Find each line in the data below that contains the word "beard", and copy those lines out. Case matters.
+++ Data for this exercise
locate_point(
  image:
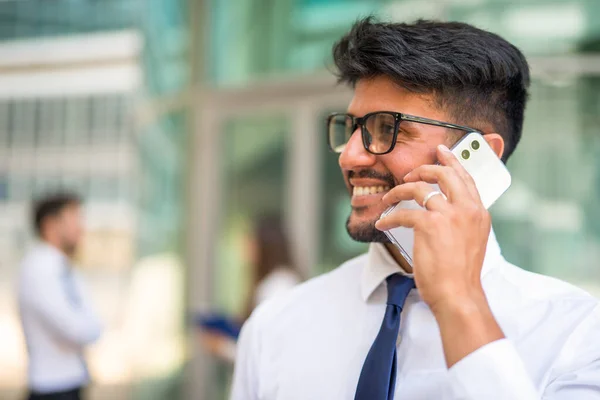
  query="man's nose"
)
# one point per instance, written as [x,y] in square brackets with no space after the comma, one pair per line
[354,155]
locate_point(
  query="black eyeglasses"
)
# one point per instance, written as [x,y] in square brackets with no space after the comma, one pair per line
[379,129]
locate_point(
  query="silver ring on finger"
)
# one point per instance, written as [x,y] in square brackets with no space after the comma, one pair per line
[429,195]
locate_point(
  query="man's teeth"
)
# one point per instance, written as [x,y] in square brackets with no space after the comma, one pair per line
[364,190]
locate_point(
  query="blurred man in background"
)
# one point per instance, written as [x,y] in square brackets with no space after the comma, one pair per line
[57,318]
[463,323]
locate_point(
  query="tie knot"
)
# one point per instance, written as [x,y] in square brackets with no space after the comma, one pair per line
[398,288]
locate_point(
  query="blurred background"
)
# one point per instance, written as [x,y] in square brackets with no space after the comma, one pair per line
[181,121]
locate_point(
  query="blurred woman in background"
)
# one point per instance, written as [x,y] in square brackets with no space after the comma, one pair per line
[273,273]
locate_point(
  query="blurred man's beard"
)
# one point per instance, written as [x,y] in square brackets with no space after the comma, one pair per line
[365,232]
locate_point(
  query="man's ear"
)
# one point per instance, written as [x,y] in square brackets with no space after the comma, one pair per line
[496,142]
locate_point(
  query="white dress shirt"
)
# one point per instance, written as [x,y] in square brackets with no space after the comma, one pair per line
[57,320]
[276,283]
[312,342]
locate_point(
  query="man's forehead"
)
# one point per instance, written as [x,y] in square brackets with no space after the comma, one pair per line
[383,94]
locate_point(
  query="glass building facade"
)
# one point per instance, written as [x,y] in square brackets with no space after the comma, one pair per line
[227,124]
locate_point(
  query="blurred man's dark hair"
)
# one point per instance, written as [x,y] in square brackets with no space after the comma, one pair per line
[51,205]
[477,76]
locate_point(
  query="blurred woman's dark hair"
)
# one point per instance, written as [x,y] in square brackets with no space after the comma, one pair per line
[272,252]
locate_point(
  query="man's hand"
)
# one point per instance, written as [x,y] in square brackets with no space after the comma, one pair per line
[449,248]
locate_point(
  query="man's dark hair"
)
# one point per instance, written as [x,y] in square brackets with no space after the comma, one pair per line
[477,76]
[50,206]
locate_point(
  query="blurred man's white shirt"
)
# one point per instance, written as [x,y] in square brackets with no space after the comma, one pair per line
[56,330]
[312,342]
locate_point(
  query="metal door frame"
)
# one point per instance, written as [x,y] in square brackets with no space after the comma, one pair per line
[302,99]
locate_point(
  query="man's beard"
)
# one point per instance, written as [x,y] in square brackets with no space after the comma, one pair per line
[366,232]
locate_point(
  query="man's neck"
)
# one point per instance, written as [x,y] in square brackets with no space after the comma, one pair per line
[397,256]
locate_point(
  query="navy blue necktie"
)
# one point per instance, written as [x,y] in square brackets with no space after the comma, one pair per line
[378,376]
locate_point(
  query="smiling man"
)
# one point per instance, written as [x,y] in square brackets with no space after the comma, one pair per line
[463,323]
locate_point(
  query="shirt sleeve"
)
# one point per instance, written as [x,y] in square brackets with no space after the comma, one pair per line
[245,376]
[46,296]
[492,372]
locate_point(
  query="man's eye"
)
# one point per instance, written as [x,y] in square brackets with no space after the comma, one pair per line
[386,129]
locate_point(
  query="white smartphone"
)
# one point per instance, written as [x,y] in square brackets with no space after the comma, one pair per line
[491,178]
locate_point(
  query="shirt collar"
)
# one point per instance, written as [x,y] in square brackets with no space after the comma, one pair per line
[380,264]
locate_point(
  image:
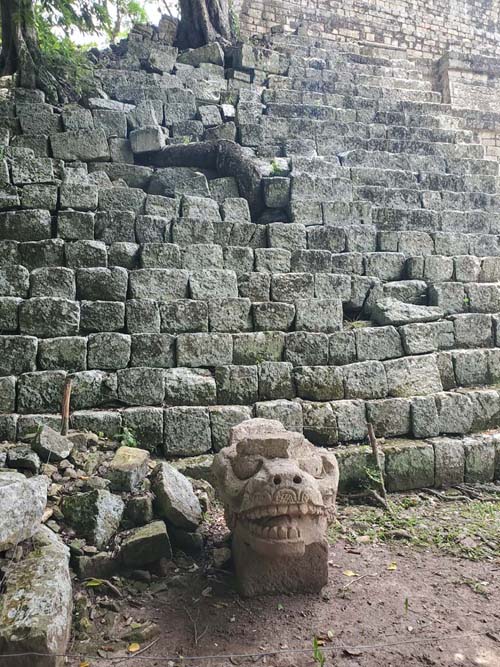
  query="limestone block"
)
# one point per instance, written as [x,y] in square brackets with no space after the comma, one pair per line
[319,315]
[237,385]
[67,353]
[479,460]
[342,348]
[175,500]
[413,376]
[272,260]
[146,423]
[29,225]
[390,417]
[409,465]
[455,413]
[238,259]
[288,413]
[306,349]
[142,316]
[30,586]
[96,421]
[94,515]
[86,254]
[213,283]
[184,316]
[154,229]
[53,281]
[128,469]
[289,287]
[84,145]
[75,225]
[204,349]
[108,350]
[471,367]
[147,139]
[141,386]
[102,315]
[185,386]
[366,379]
[17,354]
[319,383]
[156,350]
[102,284]
[449,456]
[186,431]
[202,256]
[24,500]
[48,317]
[351,420]
[113,225]
[255,286]
[92,389]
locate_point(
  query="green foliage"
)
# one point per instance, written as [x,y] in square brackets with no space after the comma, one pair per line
[126,438]
[64,59]
[318,655]
[234,21]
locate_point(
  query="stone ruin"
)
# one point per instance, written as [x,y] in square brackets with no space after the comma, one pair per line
[301,229]
[278,492]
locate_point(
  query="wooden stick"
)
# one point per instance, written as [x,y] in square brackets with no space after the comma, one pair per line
[65,406]
[376,455]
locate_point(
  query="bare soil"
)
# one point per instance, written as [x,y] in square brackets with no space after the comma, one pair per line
[418,587]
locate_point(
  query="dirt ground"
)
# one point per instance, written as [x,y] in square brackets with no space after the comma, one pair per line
[419,586]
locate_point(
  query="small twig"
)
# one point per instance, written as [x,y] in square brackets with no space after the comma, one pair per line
[355,581]
[376,455]
[65,406]
[197,637]
[444,497]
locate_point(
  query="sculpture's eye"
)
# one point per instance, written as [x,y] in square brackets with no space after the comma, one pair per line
[245,467]
[313,466]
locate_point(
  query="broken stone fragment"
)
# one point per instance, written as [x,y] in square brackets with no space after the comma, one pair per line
[36,605]
[145,545]
[128,469]
[95,515]
[22,503]
[175,500]
[51,446]
[23,458]
[392,311]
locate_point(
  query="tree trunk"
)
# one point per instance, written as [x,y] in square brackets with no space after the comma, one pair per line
[203,21]
[21,53]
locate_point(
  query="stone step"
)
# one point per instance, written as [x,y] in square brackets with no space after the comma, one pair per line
[412,162]
[433,181]
[194,430]
[412,198]
[341,124]
[423,220]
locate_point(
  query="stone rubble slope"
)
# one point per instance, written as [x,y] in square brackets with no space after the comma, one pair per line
[179,310]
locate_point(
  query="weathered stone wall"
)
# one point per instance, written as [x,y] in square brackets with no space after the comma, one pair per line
[423,27]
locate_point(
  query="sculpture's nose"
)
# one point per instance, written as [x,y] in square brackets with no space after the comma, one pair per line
[287,479]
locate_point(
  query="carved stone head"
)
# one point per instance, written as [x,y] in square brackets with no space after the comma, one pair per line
[278,489]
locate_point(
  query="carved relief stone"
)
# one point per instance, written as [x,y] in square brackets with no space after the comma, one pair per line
[279,495]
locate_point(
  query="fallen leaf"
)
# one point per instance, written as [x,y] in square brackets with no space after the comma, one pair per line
[133,648]
[94,582]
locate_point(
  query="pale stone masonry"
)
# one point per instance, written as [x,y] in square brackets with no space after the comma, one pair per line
[317,243]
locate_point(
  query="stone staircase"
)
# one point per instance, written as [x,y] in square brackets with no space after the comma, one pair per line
[365,287]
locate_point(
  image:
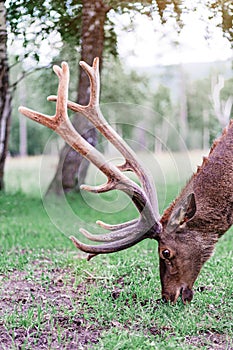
++++++
Solution:
  query="blurred man's beard"
  query="man's beard"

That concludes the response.